# start of SUPPLIED ENTRIES
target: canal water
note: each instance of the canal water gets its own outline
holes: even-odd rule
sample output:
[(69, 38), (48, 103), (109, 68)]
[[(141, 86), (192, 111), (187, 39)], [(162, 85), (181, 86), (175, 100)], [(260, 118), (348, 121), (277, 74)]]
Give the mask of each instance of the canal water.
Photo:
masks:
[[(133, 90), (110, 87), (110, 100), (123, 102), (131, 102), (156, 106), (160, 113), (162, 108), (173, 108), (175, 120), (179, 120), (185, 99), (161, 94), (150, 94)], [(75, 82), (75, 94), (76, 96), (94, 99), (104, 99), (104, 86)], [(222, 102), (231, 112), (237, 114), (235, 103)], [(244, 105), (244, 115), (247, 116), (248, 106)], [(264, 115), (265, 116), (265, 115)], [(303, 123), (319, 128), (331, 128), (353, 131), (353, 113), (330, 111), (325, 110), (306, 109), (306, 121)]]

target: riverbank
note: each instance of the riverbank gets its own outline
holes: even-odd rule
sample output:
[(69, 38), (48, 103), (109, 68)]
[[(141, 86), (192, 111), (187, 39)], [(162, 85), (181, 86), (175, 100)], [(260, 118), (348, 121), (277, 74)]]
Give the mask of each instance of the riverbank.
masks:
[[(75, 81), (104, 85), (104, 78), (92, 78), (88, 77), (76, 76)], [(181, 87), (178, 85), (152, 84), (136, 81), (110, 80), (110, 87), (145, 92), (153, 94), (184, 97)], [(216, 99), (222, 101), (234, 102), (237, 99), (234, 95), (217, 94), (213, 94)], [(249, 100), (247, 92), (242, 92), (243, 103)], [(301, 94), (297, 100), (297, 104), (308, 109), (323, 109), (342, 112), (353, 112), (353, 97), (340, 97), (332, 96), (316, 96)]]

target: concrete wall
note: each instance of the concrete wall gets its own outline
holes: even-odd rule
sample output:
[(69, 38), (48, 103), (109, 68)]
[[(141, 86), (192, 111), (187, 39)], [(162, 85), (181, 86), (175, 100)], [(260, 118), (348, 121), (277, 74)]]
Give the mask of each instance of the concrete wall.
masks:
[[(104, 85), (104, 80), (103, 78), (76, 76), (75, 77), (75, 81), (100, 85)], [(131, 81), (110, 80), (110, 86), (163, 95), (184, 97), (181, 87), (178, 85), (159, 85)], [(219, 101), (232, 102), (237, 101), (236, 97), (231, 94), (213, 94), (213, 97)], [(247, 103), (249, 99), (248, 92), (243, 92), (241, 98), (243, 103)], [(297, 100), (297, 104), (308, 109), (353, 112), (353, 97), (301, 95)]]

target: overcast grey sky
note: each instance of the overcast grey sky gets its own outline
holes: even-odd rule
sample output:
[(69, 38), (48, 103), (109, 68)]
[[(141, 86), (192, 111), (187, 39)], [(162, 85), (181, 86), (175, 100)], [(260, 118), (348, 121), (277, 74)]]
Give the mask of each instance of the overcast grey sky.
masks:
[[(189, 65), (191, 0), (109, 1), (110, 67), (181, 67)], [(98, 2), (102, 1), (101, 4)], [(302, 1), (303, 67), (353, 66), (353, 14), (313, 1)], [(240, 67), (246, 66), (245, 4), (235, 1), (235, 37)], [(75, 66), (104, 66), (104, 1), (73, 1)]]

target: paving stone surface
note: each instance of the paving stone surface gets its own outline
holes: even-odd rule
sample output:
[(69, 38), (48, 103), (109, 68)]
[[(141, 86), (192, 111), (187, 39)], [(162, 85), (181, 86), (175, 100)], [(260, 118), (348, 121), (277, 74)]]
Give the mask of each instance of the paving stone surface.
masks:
# end of SUPPLIED ENTRIES
THE REQUEST: Can you recast the lines from the one containing "target: overcast grey sky" through the end of the items as a numbered list, skipping any blank lines?

THE ANSWER:
1. target: overcast grey sky
2. note: each instance of the overcast grey sky gets its own outline
3. holes: even-odd rule
4. sample output:
5. [(69, 38), (48, 103), (109, 68)]
6. [[(141, 86), (192, 111), (187, 39)], [(162, 85), (181, 86), (175, 100)], [(260, 118), (348, 121), (277, 74)]]
7. Give the mask of each instance of the overcast grey sky.
8. masks:
9. [[(189, 65), (191, 0), (109, 1), (110, 67), (181, 67)], [(98, 2), (102, 1), (101, 4)], [(302, 1), (303, 67), (353, 66), (353, 14), (313, 1)], [(240, 67), (246, 66), (245, 4), (235, 1), (235, 37)], [(75, 66), (104, 66), (104, 1), (73, 1)]]
10. target: paving stone surface
11. note: each instance of the paving stone surface gets its own outline
12. holes: even-odd rule
13. sample output:
14. [(69, 38), (48, 103), (109, 68)]
15. [[(141, 86), (192, 111), (187, 39)], [(162, 85), (181, 86), (175, 100)], [(260, 118), (348, 121), (277, 74)]]
16. Give the mask of each instance of the paving stone surface.
17. masks:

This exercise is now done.